Your objective: Will you give every entry again exactly as it stands?

[Data extracted from a collection]
#####

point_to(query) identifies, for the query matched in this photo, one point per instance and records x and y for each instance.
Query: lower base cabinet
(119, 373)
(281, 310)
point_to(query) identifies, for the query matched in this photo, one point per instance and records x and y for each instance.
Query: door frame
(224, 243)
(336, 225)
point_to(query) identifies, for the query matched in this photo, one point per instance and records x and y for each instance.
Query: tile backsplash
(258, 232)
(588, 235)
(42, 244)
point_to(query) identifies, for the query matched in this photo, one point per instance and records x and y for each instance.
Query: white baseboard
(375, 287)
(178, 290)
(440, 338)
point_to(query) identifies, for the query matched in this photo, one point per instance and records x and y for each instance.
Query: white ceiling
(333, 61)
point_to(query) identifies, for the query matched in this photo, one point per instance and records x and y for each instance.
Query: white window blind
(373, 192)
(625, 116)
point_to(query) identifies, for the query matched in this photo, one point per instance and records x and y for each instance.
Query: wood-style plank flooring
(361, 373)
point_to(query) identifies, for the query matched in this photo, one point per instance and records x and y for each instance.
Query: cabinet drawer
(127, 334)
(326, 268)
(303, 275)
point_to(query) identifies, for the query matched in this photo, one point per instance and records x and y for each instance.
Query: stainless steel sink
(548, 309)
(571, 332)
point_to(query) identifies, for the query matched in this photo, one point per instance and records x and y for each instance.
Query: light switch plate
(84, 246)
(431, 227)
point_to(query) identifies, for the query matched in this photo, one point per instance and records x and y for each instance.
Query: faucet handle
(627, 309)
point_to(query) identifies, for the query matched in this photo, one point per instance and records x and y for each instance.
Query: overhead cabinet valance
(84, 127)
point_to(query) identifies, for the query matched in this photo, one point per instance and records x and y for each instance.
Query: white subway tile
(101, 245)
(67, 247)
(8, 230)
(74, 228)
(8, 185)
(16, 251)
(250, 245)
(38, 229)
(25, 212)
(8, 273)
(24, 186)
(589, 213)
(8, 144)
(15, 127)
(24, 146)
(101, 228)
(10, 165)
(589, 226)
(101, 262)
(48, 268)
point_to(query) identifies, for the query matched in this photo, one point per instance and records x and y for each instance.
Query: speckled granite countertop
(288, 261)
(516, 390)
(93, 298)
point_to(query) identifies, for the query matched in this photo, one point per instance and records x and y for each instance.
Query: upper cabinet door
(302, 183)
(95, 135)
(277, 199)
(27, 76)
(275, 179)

#####

Task result:
point_to(query) identifies, for the query matched in this photo, one point per instance and records x and y for each instance.
Query: lower base cabinet
(119, 373)
(281, 310)
point_to(query) identifies, for the query matched in this photo, one point per instance and records x and y for each instance.
Query: door frame
(224, 243)
(336, 225)
point_to(query) identifies, for the query matched in this photo, one point per instance and records x and y for each instance.
Query: tile backsplash
(258, 232)
(588, 235)
(42, 244)
point_to(query) identifies, for the query matched in this photo, one point per instance and records x and y for each instance.
Query: white baseboard
(375, 287)
(178, 290)
(440, 338)
point_to(query) identifies, for the query matched in this photo, one point per instance and records x and y for each instance.
Query: white ceiling
(333, 61)
point_to(query) identifies, for the query matched in this photo, one point per instance and records x and y for each instance.
Query: white window blind
(373, 192)
(625, 116)
point_to(query) identifies, for the query matched in this photo, one point per instance and records x and y for each instance.
Query: wood-style plank flooring
(361, 373)
point_to(query) identifies, for the query matched in this photo, one point per instance and records x and y for each instance.
Query: cabinet drawer
(127, 334)
(326, 268)
(303, 275)
point_to(query) identifies, for the query matched in this photo, one point per instance and records x and y for each instance.
Query: stainless steel sink
(548, 309)
(571, 332)
point_to(query) identifies, for the query matched in this photo, one point per instance and records x and y for each instance.
Query: light switch plate
(84, 246)
(431, 227)
point_to(query) identifies, for the query matched in this photo, one point per instance and records x and y for each instance.
Query: faucet handle
(627, 309)
point_to(query) identifies, for the query matched in this photo, one point per instance and records x and y for each instance.
Query: overhead cabinet valance
(84, 127)
point_to(query) identifies, for the query matched in this photo, one point per instance and records x and y for each instance.
Query: white subway tile
(101, 245)
(67, 247)
(8, 230)
(74, 228)
(8, 185)
(16, 251)
(250, 245)
(38, 229)
(25, 212)
(8, 273)
(24, 186)
(589, 213)
(8, 144)
(15, 127)
(24, 146)
(101, 228)
(10, 165)
(589, 226)
(101, 262)
(48, 268)
point_to(query) identifies, for the query matched in this photo, one point per instance and records x and y for each instance.
Query: speckled granite countertop
(288, 261)
(516, 390)
(93, 298)
point_to(query) identifies, for the query matched in this photo, one point per instance and records x and y for each instance.
Query: upper cabinet door
(302, 183)
(95, 135)
(277, 199)
(27, 76)
(275, 179)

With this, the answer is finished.